SELECTED TEXT —
Made the decision to buy new MS Performance. Will be placing order with in the next few weeks. Just trying to locate a wall connector 24ft long...

Thank all

M


----------



## GadgetX

Well I got a connector 18ft Gen 3 finally. I will be ordering my 2020 Model S Performance this weekend !!! Midnight Silver with carbon 19" wheels, carbon fiber interior and FSDC. We are excited !! 

M


----------



## Nomad

GadgetX said:


> Wondering about the ride and mileage difference in the 19" and 21" wheels & tires.
> 
> Thoughts?
> 
> M


I know several people who have Model 3 with the same model except for wheels. The consensus among all is that the small wheels are more comfortable. Which is what I have. That said on my prior model I had large wheels. My understanding is that the larger wheels offer better performance and I'm a spirited driver. My experience though has been that unless you track the car you won't likely noticed any performance. The downside for me was how much more the big wheel tires fail compared to smaller. Thus far no issues with smaller ones. You get larger wheels for style.


----------



## serpico007

Larger wheels with low profile tires will be noisy too on the highway. My experience I noticed on my daily work commutes. I stuck with 19" this time and seems the Tempest wheels are the reason for higher range with the Long Range Plus model. I probably will upgrade to a nicer wheel for the summer time and keep these for winters. Congrats on the Performance model, it is a lot more to pay up here in Canada or else I would go for it too.

RECORDS FOR THE TASK —
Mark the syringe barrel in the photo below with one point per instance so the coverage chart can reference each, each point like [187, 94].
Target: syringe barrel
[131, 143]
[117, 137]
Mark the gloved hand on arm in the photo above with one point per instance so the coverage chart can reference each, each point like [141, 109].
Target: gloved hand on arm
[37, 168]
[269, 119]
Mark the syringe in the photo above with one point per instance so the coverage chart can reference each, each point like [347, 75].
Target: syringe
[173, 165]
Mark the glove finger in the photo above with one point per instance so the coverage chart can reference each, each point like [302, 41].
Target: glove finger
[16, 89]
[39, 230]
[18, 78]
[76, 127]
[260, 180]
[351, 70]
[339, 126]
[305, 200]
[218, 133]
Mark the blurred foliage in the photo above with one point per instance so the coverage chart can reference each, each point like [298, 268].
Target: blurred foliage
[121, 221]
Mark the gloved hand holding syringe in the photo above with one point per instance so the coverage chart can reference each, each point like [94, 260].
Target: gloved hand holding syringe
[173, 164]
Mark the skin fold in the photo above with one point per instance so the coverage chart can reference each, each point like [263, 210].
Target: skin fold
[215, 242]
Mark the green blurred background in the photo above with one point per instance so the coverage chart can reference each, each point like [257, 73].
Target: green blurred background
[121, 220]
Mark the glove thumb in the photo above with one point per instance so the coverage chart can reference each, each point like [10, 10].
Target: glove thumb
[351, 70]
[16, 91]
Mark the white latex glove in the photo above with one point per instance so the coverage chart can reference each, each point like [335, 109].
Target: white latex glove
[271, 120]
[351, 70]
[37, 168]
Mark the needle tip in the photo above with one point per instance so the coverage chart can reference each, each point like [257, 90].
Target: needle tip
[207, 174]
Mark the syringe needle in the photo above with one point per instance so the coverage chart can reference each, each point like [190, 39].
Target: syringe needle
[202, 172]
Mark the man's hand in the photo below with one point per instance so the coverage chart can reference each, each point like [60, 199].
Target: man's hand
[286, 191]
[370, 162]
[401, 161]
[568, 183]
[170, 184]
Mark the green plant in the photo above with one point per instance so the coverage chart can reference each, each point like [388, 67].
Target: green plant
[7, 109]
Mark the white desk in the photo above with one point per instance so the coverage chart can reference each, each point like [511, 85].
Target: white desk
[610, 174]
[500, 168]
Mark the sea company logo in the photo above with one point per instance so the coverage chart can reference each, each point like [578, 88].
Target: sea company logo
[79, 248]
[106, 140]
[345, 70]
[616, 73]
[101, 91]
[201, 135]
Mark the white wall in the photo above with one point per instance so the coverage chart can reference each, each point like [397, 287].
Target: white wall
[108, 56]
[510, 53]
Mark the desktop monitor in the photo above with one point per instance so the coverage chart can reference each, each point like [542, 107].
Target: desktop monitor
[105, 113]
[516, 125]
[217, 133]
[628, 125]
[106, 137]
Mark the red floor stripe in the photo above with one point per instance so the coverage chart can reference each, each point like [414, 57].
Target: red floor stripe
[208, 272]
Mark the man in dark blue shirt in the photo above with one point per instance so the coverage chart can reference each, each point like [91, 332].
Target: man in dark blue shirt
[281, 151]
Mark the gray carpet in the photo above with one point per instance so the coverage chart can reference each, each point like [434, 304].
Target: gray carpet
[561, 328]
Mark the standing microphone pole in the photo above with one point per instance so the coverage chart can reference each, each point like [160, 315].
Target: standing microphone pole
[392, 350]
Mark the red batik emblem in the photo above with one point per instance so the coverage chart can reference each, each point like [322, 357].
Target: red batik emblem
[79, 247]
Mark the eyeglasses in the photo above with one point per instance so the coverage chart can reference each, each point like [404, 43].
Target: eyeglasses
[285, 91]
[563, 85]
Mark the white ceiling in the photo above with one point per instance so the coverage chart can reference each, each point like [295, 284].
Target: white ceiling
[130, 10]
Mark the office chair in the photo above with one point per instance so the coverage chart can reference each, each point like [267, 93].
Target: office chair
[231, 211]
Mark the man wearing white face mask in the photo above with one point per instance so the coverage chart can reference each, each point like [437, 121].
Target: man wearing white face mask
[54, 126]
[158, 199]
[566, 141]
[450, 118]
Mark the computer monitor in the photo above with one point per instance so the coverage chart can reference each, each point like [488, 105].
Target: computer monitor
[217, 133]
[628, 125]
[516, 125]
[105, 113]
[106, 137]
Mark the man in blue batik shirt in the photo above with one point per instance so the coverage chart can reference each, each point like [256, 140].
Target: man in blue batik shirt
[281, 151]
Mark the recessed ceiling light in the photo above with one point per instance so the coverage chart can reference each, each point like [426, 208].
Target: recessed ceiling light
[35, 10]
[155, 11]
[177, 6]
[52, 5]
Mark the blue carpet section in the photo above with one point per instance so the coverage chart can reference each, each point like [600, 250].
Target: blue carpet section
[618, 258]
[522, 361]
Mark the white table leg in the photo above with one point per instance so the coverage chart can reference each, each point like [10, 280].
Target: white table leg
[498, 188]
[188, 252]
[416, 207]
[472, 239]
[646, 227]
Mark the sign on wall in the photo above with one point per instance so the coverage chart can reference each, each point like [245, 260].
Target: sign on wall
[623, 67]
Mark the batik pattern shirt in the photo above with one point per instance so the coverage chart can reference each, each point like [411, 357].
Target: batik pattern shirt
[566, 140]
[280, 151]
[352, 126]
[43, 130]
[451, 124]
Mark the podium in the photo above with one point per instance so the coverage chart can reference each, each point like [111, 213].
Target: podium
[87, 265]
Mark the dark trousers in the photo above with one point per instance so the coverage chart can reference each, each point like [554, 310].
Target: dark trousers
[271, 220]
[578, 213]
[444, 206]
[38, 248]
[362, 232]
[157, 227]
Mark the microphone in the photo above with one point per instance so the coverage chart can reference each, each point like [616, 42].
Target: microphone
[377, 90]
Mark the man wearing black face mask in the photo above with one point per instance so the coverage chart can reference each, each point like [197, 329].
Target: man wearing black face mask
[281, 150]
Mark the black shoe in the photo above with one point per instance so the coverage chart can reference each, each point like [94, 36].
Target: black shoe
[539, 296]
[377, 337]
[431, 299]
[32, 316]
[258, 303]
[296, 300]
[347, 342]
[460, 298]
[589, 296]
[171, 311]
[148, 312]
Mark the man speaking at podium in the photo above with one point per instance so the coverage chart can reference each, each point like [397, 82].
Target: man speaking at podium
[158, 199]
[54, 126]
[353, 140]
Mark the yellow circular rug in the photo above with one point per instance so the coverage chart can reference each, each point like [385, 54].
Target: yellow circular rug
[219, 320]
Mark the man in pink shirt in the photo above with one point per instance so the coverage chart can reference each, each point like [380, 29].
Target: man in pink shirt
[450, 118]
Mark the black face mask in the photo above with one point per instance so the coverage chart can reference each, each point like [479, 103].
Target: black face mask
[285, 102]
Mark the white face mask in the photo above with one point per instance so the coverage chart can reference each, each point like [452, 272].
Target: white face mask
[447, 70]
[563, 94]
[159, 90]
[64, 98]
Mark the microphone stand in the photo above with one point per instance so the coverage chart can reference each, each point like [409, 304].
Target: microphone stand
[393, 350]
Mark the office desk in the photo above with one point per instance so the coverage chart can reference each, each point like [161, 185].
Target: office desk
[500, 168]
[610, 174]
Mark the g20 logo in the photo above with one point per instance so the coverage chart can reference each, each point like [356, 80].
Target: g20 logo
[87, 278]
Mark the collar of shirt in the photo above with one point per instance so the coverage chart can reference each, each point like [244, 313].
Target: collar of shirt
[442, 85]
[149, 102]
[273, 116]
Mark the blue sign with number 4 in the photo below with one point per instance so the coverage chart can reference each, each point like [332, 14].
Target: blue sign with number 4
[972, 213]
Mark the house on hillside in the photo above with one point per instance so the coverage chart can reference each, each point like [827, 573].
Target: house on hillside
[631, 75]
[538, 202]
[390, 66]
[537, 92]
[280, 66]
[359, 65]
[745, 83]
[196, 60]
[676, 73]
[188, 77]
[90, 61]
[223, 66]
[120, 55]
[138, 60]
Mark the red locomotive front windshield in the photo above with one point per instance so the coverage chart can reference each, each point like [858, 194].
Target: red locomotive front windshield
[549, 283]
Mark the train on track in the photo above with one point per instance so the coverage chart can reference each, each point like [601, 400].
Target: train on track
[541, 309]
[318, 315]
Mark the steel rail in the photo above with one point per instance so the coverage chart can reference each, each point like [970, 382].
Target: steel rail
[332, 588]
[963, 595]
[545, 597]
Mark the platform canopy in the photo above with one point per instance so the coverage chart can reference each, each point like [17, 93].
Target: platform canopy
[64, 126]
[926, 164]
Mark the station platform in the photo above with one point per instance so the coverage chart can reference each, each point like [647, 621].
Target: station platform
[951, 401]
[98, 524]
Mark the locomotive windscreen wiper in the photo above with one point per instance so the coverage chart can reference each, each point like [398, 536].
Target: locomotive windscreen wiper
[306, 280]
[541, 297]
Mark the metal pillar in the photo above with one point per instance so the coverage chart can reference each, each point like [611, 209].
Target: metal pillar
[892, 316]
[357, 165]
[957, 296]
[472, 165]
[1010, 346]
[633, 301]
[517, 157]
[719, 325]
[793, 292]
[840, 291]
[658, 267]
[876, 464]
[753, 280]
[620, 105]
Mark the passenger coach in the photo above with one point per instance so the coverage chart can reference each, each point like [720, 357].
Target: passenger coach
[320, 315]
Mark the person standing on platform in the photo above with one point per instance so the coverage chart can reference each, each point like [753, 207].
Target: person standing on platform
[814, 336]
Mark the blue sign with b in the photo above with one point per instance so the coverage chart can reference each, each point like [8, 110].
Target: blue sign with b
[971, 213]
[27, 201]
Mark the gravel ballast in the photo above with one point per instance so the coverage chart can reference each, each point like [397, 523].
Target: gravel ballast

TO BE DONE —
1. Collect every line in the entries above that contains the string "below". Matching is case-sensitive.
2. Resume the forum thread about the Model S order and wheel sizes, starting right after its last post.

ANSWERS FOR THIS EXERCISE —
1.
Mark the syringe barrel in the photo below with one point per instance so the coverage chart can reference each, each point like [187, 94].
Mark the man's hand in the photo below with one point per instance so the coverage chart can reference each, each point like [60, 199].
Mark the blue sign with number 4 in the photo below with one point per instance so the coverage chart can reference each, each point like [332, 14].

2.
----------



## garsh

serpico007 said:


> Larger wheels with low profile tires will be noisy too on the highway.


Road noise is affected almost exclusively by the tread pattern. Low profile tires are usually engineered towards handling instead of noise, but it's certainly possible to get ones that aren't noisy.


----------



## serpico007

garsh said:


> Road noise is affected almost exclusively by the tread pattern. Low profile tires are usually engineered towards handling instead of noise, but it's certainly possible to get ones that aren't noisy.


The ones that came on my current vehicle are noisy. Everyone always asks what the noise is because they're used to their normal sidewall profile tires. Must be the tread on these tires.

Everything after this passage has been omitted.